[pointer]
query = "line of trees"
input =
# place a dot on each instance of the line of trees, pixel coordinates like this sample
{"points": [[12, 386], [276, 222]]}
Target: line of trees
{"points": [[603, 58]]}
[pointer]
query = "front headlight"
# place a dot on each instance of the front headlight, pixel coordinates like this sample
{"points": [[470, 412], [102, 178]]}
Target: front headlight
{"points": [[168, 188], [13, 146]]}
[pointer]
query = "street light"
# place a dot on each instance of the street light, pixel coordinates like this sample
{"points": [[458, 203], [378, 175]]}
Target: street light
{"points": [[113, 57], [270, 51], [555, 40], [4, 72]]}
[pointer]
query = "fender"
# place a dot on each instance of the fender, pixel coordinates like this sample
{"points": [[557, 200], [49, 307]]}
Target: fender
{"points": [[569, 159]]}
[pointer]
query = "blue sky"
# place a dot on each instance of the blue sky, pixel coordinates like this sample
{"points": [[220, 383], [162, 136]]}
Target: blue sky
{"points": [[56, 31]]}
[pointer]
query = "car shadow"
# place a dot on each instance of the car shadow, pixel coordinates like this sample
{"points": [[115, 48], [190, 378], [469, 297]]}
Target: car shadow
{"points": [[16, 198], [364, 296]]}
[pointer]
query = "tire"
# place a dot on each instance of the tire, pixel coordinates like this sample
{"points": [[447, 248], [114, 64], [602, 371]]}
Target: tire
--
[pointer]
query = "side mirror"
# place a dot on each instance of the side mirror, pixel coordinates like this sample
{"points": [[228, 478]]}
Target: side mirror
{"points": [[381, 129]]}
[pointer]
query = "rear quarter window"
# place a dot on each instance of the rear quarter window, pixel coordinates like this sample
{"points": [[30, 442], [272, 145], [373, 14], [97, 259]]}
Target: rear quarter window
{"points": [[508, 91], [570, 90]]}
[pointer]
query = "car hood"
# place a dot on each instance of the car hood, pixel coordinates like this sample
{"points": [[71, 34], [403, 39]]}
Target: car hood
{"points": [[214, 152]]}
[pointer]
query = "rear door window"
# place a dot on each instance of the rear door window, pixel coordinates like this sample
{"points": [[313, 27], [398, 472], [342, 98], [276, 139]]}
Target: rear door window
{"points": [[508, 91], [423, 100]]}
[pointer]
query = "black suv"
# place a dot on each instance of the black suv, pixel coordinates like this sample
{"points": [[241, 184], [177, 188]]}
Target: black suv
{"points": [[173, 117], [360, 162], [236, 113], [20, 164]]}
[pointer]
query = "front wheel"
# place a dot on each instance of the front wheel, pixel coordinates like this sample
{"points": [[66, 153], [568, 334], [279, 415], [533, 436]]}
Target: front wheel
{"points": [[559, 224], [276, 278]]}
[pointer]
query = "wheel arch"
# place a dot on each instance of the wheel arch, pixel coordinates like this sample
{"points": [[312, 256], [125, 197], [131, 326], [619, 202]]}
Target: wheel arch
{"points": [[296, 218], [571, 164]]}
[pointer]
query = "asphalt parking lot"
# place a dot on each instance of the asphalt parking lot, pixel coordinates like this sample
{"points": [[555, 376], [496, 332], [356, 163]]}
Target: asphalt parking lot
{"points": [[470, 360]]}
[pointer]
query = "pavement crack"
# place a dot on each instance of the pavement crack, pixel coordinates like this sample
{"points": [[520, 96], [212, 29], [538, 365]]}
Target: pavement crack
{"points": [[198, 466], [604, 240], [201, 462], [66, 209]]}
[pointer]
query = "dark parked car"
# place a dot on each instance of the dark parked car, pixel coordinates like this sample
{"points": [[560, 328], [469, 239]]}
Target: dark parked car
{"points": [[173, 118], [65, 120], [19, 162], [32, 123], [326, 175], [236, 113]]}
--
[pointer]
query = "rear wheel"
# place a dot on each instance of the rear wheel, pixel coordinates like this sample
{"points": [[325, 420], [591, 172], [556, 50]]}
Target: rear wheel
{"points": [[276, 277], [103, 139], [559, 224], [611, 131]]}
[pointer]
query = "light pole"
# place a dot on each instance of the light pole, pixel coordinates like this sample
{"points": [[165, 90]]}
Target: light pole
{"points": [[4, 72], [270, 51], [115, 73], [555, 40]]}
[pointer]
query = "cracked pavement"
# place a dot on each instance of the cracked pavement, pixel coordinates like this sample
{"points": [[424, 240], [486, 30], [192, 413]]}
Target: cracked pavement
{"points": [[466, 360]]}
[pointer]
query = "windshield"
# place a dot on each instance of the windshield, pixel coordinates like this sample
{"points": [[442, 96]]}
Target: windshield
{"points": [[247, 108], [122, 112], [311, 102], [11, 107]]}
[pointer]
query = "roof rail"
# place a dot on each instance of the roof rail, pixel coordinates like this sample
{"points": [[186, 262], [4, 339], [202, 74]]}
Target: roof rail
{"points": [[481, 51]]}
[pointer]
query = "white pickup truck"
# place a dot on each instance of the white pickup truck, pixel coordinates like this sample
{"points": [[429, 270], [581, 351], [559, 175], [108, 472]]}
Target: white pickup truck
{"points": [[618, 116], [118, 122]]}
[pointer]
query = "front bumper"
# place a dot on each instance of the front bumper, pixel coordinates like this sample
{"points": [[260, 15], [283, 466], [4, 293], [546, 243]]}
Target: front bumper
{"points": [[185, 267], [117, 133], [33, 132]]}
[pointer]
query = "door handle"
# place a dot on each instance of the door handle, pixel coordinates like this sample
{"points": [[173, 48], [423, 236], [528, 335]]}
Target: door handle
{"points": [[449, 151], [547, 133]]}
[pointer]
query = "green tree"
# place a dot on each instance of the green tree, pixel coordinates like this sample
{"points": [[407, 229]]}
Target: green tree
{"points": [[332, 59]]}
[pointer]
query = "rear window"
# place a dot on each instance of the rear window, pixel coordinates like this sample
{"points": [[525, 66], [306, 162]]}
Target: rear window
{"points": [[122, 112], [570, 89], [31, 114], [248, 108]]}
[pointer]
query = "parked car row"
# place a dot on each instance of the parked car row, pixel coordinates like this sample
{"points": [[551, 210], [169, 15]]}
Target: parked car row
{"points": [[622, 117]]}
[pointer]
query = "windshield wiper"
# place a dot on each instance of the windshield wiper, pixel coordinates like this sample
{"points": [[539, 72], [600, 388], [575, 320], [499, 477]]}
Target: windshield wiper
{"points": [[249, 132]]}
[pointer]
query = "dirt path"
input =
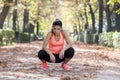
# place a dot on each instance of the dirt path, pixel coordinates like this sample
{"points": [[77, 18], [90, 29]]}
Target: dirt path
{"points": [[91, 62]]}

Problem to work on: Return every line of the data that contains the word "wheel", matching case exactly.

Solution to the exercise:
query = "front wheel"
# place a dot on each instance of the front wheel, pixel coordinates like this sample
Target: front wheel
query = "wheel arch"
# place a dot on each instance of the wheel arch, pixel coordinates like this sample
Target: wheel arch
query = "rear wheel"
# place a dot on each instance of the rear wheel, pixel coordinates like this sample
Target: rear wheel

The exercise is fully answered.